Find the line containing "task: draw the outline of every instance of the bathtub" in the listing below; reproduce it and every line after, exactly. Skip pictures.
+===+
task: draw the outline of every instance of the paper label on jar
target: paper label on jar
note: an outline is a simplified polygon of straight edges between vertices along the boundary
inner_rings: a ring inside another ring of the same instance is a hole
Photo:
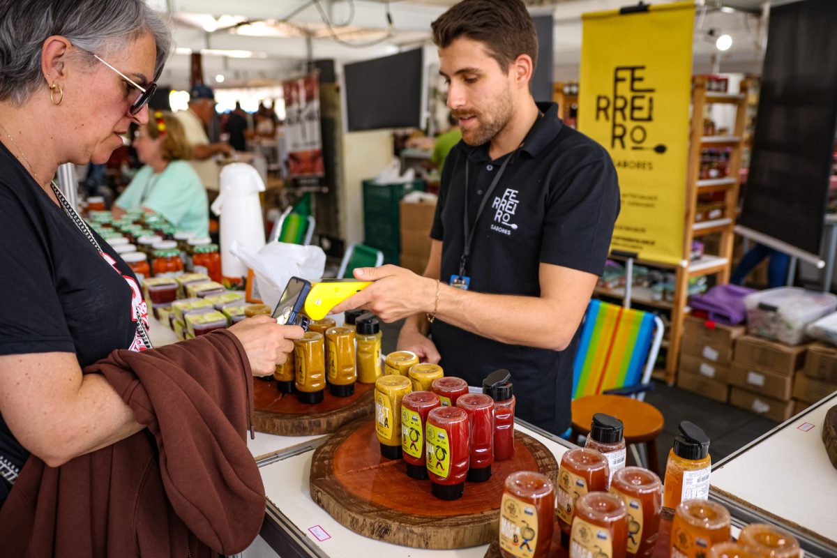
[[[573,520],[570,533],[570,558],[611,558],[614,540],[609,529],[588,523],[580,517]]]
[[[709,499],[709,474],[711,467],[683,471],[683,493],[680,501]]]
[[[401,449],[404,453],[420,459],[422,443],[424,440],[422,432],[421,417],[418,412],[406,407],[401,407]]]
[[[558,517],[566,523],[573,523],[573,509],[579,496],[587,494],[587,481],[563,467],[558,471],[557,512]]]
[[[447,479],[450,473],[450,442],[444,428],[427,423],[427,470]]]
[[[621,498],[628,509],[628,553],[636,554],[637,550],[639,550],[639,543],[642,542],[642,524],[644,519],[642,513],[642,502],[616,489],[615,487],[610,489],[610,493]]]
[[[375,430],[385,440],[393,439],[393,402],[386,394],[375,390]]]
[[[608,486],[609,487],[610,481],[614,479],[614,474],[620,468],[624,468],[625,462],[628,458],[628,452],[623,448],[615,452],[608,452],[604,454],[604,457],[608,458],[608,468],[610,471],[610,474],[608,477]]]
[[[500,550],[516,558],[534,555],[537,550],[537,525],[535,506],[511,494],[503,494],[500,504]]]

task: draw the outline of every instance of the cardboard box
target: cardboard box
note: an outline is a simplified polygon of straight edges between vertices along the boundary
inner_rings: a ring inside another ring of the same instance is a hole
[[[682,368],[677,373],[677,387],[721,403],[727,402],[730,393],[729,386],[727,384],[710,380],[700,374],[687,372]]]
[[[728,383],[730,367],[728,364],[719,364],[692,355],[681,353],[680,371],[699,375],[707,380],[721,384]]]
[[[805,364],[804,345],[791,346],[754,335],[742,335],[735,342],[734,361],[745,366],[793,376]]]
[[[816,403],[834,392],[837,383],[809,378],[802,371],[797,372],[793,381],[793,398],[808,403]]]
[[[808,346],[804,370],[809,378],[837,383],[837,347],[820,342]]]
[[[686,316],[683,321],[680,354],[697,356],[710,362],[729,364],[732,359],[732,345],[743,335],[743,325],[724,325]]]
[[[777,422],[786,421],[793,416],[793,401],[778,401],[740,387],[732,387],[730,390],[730,405],[755,412]]]
[[[761,366],[749,366],[733,361],[730,366],[729,382],[731,386],[737,386],[753,393],[778,401],[788,401],[793,378],[764,370]]]
[[[434,202],[399,204],[401,253],[427,258],[430,254],[430,228],[436,212]],[[424,271],[424,269],[422,269]]]

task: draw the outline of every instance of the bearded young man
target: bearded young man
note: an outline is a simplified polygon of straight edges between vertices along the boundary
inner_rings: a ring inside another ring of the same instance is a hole
[[[578,325],[619,213],[616,171],[557,105],[532,99],[537,37],[521,0],[465,0],[433,33],[462,141],[442,172],[427,269],[356,269],[374,284],[333,311],[407,317],[398,349],[471,386],[508,369],[517,416],[561,433]]]

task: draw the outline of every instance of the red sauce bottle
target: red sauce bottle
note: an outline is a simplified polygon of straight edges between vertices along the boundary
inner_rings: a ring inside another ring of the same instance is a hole
[[[500,554],[504,558],[547,558],[555,529],[555,485],[540,473],[506,478],[500,504]]]
[[[485,393],[467,393],[459,398],[456,407],[468,413],[468,482],[485,482],[491,478],[494,463],[494,400]]]
[[[494,460],[511,459],[515,454],[515,396],[511,374],[496,370],[482,381],[482,392],[494,399]]]
[[[432,392],[411,392],[401,400],[401,450],[408,477],[427,479],[424,459],[427,416],[441,404],[439,396]]]
[[[468,474],[468,413],[456,407],[430,411],[424,439],[433,495],[444,500],[460,498]]]
[[[456,407],[456,400],[468,393],[468,382],[462,378],[446,376],[434,380],[430,389],[439,396],[442,407]]]

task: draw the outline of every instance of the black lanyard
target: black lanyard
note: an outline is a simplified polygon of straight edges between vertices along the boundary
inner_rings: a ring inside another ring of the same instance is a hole
[[[500,170],[497,171],[497,174],[495,175],[494,180],[491,181],[490,186],[488,187],[488,190],[485,192],[485,196],[482,198],[482,202],[480,203],[480,207],[476,211],[476,217],[474,218],[474,226],[470,226],[470,219],[468,218],[468,160],[465,159],[465,215],[462,218],[462,221],[465,223],[465,245],[462,249],[462,258],[460,259],[460,276],[464,277],[465,274],[465,268],[468,265],[468,258],[470,257],[470,247],[471,243],[474,241],[474,233],[476,233],[476,225],[480,221],[480,216],[482,215],[483,209],[485,208],[485,203],[488,202],[488,199],[491,197],[491,193],[494,192],[494,189],[497,187],[497,182],[500,182],[500,178],[503,176],[503,172],[506,171],[506,166],[509,164],[509,161],[511,157],[517,155],[517,151],[520,147],[516,149],[514,151],[510,153],[503,164],[500,166]]]

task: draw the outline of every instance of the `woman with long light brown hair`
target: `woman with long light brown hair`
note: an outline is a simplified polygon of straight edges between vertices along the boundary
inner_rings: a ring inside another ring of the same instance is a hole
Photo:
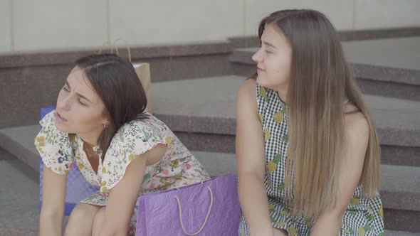
[[[379,147],[337,34],[313,10],[263,18],[236,101],[240,235],[383,235]]]

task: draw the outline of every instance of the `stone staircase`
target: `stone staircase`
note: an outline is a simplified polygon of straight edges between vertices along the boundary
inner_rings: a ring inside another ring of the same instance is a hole
[[[420,235],[420,38],[343,45],[377,123],[386,234]],[[218,55],[228,65],[223,75],[194,79],[186,71],[182,78],[188,80],[152,84],[152,112],[212,176],[236,171],[235,99],[255,70],[250,60],[255,50],[233,48],[229,57]],[[34,122],[0,129],[0,235],[37,235],[39,156],[33,143],[38,130]]]

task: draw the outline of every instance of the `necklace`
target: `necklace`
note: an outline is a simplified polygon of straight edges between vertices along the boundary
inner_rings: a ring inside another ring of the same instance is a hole
[[[85,144],[85,152],[88,154],[88,159],[91,159],[92,158],[92,155],[90,155],[90,153],[89,152],[89,150],[88,150],[88,147],[86,146],[86,145]]]

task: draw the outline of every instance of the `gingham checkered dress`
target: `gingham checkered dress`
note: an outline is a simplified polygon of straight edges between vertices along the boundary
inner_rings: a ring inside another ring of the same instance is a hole
[[[285,170],[288,146],[285,104],[276,91],[257,85],[258,116],[264,132],[266,177],[264,186],[268,197],[269,213],[273,227],[285,230],[289,235],[309,235],[314,218],[293,216],[293,204],[288,200]],[[239,180],[240,181],[240,180]],[[340,235],[384,235],[383,210],[379,197],[362,196],[358,186],[342,218]],[[293,193],[292,193],[292,196]],[[243,215],[241,219],[239,235],[248,233]]]

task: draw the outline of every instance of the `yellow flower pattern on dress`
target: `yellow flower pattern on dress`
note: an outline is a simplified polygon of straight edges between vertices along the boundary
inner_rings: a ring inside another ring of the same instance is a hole
[[[290,236],[297,236],[298,235],[298,230],[294,227],[289,227],[289,235]]]
[[[261,122],[261,130],[265,140],[264,188],[270,205],[272,225],[275,228],[285,230],[289,235],[309,235],[315,220],[292,215],[295,202],[293,184],[296,176],[295,165],[299,156],[296,156],[297,150],[293,150],[295,147],[289,143],[292,136],[290,136],[291,134],[288,129],[290,118],[288,117],[288,105],[281,101],[276,91],[258,84],[256,95],[256,112]],[[279,160],[280,156],[281,159]],[[380,198],[379,195],[366,197],[362,194],[362,188],[361,185],[357,186],[353,193],[354,198],[349,199],[339,236],[360,236],[359,232],[364,236],[377,235],[384,232],[383,218],[379,216],[383,215],[383,210],[378,209],[382,205]],[[372,207],[368,210],[369,206]],[[368,225],[365,225],[367,222]],[[243,215],[239,230],[243,232],[244,236],[249,235],[248,226]],[[293,228],[289,229],[290,226]]]
[[[284,116],[285,116],[285,112],[284,112],[284,109],[282,107],[282,109],[275,112],[275,114],[274,114],[274,117],[273,117],[274,119],[274,121],[277,123],[281,123],[283,122],[283,121],[284,120]]]
[[[382,205],[379,205],[379,208],[378,208],[378,215],[380,217],[384,217],[384,208],[382,207]]]
[[[135,154],[131,154],[128,156],[128,161],[130,162],[136,159],[137,156]]]
[[[258,113],[258,119],[260,120],[260,122],[263,123],[264,122],[264,117],[263,117],[263,114]]]
[[[260,95],[266,100],[268,100],[268,97],[267,97],[267,91],[266,91],[266,88],[263,87],[260,87]]]
[[[274,223],[274,225],[279,226],[279,227],[283,227],[286,225],[286,223],[284,222],[276,222]]]
[[[267,163],[267,170],[268,171],[268,172],[273,173],[275,171],[275,169],[277,168],[277,165],[278,164],[280,160],[281,154],[278,154],[275,156],[275,157],[274,157],[274,159],[273,161],[268,161],[268,163]]]
[[[355,205],[360,205],[360,198],[352,198],[352,203],[353,203]]]
[[[139,195],[210,178],[201,164],[169,127],[153,115],[148,114],[148,116],[147,119],[127,123],[117,131],[105,154],[103,162],[99,161],[97,173],[90,168],[81,138],[58,130],[55,125],[55,111],[46,114],[40,122],[42,129],[34,139],[34,144],[46,168],[65,174],[75,164],[88,183],[100,189],[83,200],[80,202],[83,203],[106,206],[109,191],[122,178],[130,163],[159,144],[168,144],[167,152],[160,161],[146,166]],[[95,146],[93,151],[102,155],[98,146]],[[164,180],[161,181],[162,178]],[[136,208],[138,209],[138,203],[128,225],[130,235],[135,234]]]
[[[271,133],[270,133],[270,130],[268,129],[268,128],[266,128],[266,130],[264,131],[264,139],[266,141],[268,141],[268,139],[270,139],[271,137]]]

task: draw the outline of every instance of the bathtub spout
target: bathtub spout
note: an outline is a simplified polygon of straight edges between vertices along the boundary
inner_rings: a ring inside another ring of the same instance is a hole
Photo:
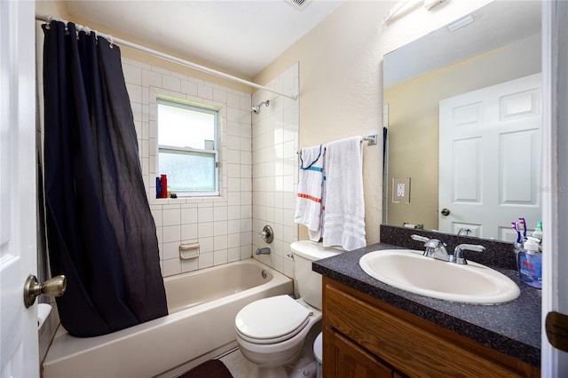
[[[270,255],[270,248],[264,247],[264,248],[256,248],[256,255]]]

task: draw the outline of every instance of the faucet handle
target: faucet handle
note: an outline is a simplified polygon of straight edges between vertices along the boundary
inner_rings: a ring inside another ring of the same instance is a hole
[[[412,235],[410,235],[410,237],[412,239],[414,239],[416,241],[423,241],[424,243],[428,242],[430,240],[430,239],[428,239],[425,236],[421,236],[421,235],[416,235],[415,233],[413,233]]]
[[[438,239],[430,239],[424,244],[426,247],[426,251],[424,252],[424,256],[428,257],[434,257],[438,260],[448,261],[448,254],[447,250],[446,250],[446,246],[447,244],[438,240]]]
[[[463,251],[466,249],[474,252],[483,252],[485,250],[485,248],[478,244],[460,244],[454,249],[454,255],[450,256],[450,263],[466,265],[468,261],[463,256]]]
+===+
ANSWER TO THIS PROBLEM.
task: draw the outline of every instance of the bathtub spout
target: bathtub spout
note: an outline is a simplified polygon of straight edges between vertices along the boundary
inner_rings: a ring inside another ring of the same instance is a hole
Photo:
[[[270,255],[270,248],[264,247],[264,248],[256,248],[256,255]]]

task: draw the outline of every instance of the faucet handle
target: faucet handle
note: an outline is a simplified polygon of straight edges between vertices along the boundary
inner_rings: a ring inside another ring of the same instance is a hole
[[[412,235],[410,235],[410,237],[412,239],[414,239],[416,241],[423,241],[424,243],[428,242],[430,240],[430,239],[428,239],[425,236],[421,236],[421,235],[416,235],[415,233],[413,233]]]
[[[438,239],[430,239],[424,244],[426,247],[426,251],[424,252],[424,256],[428,257],[434,257],[438,260],[448,261],[448,254],[447,250],[446,250],[446,246],[447,244],[438,240]]]
[[[463,251],[466,249],[474,252],[483,252],[485,250],[485,248],[478,244],[460,244],[454,249],[454,255],[450,256],[450,263],[466,265],[468,261],[463,256]]]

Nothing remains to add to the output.